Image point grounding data
===

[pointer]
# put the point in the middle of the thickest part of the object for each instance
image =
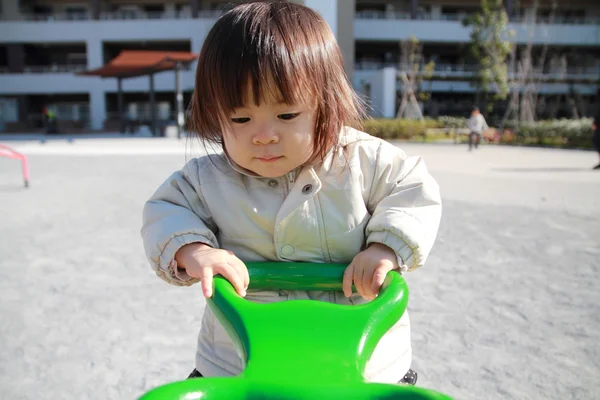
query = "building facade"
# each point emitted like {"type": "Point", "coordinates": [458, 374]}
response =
{"type": "Point", "coordinates": [43, 43]}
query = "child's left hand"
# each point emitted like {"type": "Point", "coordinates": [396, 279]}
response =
{"type": "Point", "coordinates": [368, 270]}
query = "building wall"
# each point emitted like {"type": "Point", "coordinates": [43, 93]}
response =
{"type": "Point", "coordinates": [394, 25]}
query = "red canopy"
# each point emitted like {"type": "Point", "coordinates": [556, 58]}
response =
{"type": "Point", "coordinates": [132, 63]}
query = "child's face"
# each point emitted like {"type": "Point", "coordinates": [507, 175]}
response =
{"type": "Point", "coordinates": [271, 139]}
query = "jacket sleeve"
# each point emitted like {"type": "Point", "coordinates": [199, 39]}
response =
{"type": "Point", "coordinates": [405, 206]}
{"type": "Point", "coordinates": [174, 216]}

===

### [EXERCISE GOAL]
The copy you produce must repeat all the entries exactly and contain no pictures.

### [PROBLEM SOLUTION]
[pointer]
# put the point in the middle of the thickest part of the object for each instance
image =
query = "building facade"
# each point emitted like {"type": "Point", "coordinates": [458, 374]}
response =
{"type": "Point", "coordinates": [43, 43]}
query = "child's left hand"
# each point emitted like {"type": "Point", "coordinates": [396, 279]}
response =
{"type": "Point", "coordinates": [368, 270]}
query = "building wall"
# each point emitted like {"type": "Point", "coordinates": [43, 93]}
response =
{"type": "Point", "coordinates": [394, 25]}
query = "red canopy"
# each point emitted like {"type": "Point", "coordinates": [556, 58]}
response =
{"type": "Point", "coordinates": [132, 63]}
query = "child's face"
# each point emitted like {"type": "Point", "coordinates": [507, 175]}
response =
{"type": "Point", "coordinates": [271, 139]}
query = "jacket sleeve"
# each point emitted like {"type": "Point", "coordinates": [199, 39]}
response =
{"type": "Point", "coordinates": [405, 206]}
{"type": "Point", "coordinates": [174, 216]}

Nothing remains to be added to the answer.